- **Problem to solve**
Quote every one of the lines below word for word, from the first through the last.

- **Input data**
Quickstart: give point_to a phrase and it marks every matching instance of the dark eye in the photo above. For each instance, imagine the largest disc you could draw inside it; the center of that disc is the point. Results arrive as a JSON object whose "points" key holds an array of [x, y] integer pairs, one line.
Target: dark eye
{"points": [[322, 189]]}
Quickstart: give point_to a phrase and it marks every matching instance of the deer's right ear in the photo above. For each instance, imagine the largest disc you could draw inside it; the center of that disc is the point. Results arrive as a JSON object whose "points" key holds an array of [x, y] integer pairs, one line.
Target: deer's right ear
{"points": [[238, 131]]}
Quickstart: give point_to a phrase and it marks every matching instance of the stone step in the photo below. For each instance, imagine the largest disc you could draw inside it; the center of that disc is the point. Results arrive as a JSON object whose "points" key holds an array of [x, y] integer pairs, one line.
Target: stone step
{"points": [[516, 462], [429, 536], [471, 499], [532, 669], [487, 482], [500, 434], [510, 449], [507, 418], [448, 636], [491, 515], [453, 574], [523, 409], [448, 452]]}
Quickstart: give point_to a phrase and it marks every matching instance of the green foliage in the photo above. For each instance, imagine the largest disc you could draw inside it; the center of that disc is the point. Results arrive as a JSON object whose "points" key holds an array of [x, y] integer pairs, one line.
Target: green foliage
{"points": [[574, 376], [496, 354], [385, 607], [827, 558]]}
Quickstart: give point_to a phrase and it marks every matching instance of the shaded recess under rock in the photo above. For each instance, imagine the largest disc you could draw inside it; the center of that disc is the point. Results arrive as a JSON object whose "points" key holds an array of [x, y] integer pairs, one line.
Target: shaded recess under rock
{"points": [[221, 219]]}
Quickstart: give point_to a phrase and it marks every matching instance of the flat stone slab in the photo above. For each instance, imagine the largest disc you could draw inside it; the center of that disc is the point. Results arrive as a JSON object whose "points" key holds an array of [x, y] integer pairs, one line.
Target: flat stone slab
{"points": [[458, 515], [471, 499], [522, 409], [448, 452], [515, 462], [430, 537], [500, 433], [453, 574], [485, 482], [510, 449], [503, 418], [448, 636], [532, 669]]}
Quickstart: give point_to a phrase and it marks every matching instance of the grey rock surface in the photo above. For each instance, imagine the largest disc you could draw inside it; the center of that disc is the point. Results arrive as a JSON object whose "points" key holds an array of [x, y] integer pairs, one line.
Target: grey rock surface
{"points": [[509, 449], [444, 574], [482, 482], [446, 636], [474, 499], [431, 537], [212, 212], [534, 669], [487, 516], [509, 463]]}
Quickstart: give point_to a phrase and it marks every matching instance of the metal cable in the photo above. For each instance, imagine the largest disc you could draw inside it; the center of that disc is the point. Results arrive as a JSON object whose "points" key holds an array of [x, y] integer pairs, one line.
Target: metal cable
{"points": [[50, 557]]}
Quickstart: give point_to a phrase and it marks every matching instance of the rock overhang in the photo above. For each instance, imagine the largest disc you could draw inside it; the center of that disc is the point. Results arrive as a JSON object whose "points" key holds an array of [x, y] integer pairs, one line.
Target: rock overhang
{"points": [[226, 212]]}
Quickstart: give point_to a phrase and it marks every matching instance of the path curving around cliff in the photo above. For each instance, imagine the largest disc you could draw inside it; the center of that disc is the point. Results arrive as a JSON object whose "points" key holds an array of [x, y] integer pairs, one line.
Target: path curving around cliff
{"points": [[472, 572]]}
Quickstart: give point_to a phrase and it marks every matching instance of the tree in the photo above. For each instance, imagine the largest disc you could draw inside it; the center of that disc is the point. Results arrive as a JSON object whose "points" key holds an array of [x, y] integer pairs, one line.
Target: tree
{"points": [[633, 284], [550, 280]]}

- **Answer**
Quickstart: give point_to a phrase and it marks every matching instance of the dark eye in the photo above. For each instance, imagine the largest disc you could draw inside it; the center of that disc is the point. Results arrive as a JSON object whose "points" key holds an array of [x, y] integer pairs, one line.
Target: dark eye
{"points": [[322, 189]]}
Quickstart: give point_to a phrase and it marks every matching instance of the deer's right ear in the photo above. For each instance, imagine the largest disc you could draw inside it; the center of that disc is the point. Results arrive as a JSON object whose "points" key holds an array of [x, y] integer pairs, one line.
Target: deer's right ear
{"points": [[238, 131]]}
Quickstart: give point_to a phrase and it marks every matching instance of the stone step in the photo below. For each instance, imagine the largest disc you could draw inside it; the center of that disc is the point. Results arrive as a JSON object whose "points" key holds an array of [x, y] integer pairs, one line.
Target: stone step
{"points": [[516, 462], [429, 536], [471, 499], [532, 669], [487, 482], [500, 434], [510, 449], [507, 418], [448, 636], [491, 515], [453, 574], [523, 409], [448, 452]]}
Quickstart: give point_to a phrase and it marks every matching instance of the green foliage in the photo above. For each instance, imagine the largest disc you could draw inside it; the center of that disc is the point. Results arrive as a JSON object whose "points" key holds an array of [x, y] integer pairs, one line.
Target: green foliage
{"points": [[574, 376], [496, 354], [385, 607], [827, 558]]}
Quickstart: give point_to a phrase and it marks every matching instance of the shaded recess under rock in the photo above. For each instance, imagine the largest disc you could draw inside it; the center of that disc is the point. Results arrive as a JSON object whose "points" key holds an array of [x, y] integer pairs, one line.
Target: shaded recess under rock
{"points": [[221, 219]]}
Quickstart: give point_to a phrase and it marks every matching instance of the flat stone slab in the photo above. For each instance, imagine the largest disc you could draw inside it; the center of that disc is the point. Results arrive as a JSON object whose "points" key holds an array of [x, y] integer pairs, one line.
Target: flat stone slab
{"points": [[458, 515], [471, 499], [522, 409], [448, 452], [515, 462], [430, 537], [500, 433], [453, 574], [485, 482], [510, 449], [503, 418], [448, 636], [532, 669]]}
Quickstart: give point_to a phrase and it marks every matching instance of the grey rock surface in the photo above. For each instance, imagine the largest disc you could draw inside it; the center of that disc is the point. Results arrive as a JSON object whose "points" key holds an array of [x, y] integer pairs, one line.
Target: grey rock surface
{"points": [[509, 449], [444, 574], [482, 482], [446, 636], [474, 499], [431, 537], [212, 212], [534, 669], [487, 516], [509, 463]]}
Quickstart: give point_to a phrase and it marks every matching instance of the metal cable in the photo above. For each instance, imagine the largest disc you could draw inside it; the center of that disc is the point. Results arrive as a JSON object whose "points" key holds an array of [x, y] integer pairs, one line.
Target: metal cable
{"points": [[50, 557]]}
Quickstart: give point_to a phrase and it marks every matching instance of the rock overhang in the photo above. For each instance, imagine the largest disc you could draw inside it; the center of that disc is the point. Results arrive as a JSON object whose "points" key holds an array of [x, y] integer pairs, one line.
Target: rock overhang
{"points": [[226, 212]]}
Quickstart: give point_to a phrase and it marks every matching instance of the path curving around cliff in the photo above. For each instance, imagine the largest disc you could draw inside it; the center of that disc is the point. Results arrive as a JSON object whose "points" key holds an array of [x, y] integer pairs, one line.
Target: path curving around cliff
{"points": [[472, 572]]}
Quickstart: give point_to a phrase and it marks every matching instance of the tree in the photo above. For each instance, imagine the largest disc you could draw inside it; the center of that disc is the point. Results arrive as a JSON object whose "points" key holds an array of [x, y] integer pairs, one line.
Target: tree
{"points": [[633, 284], [550, 280]]}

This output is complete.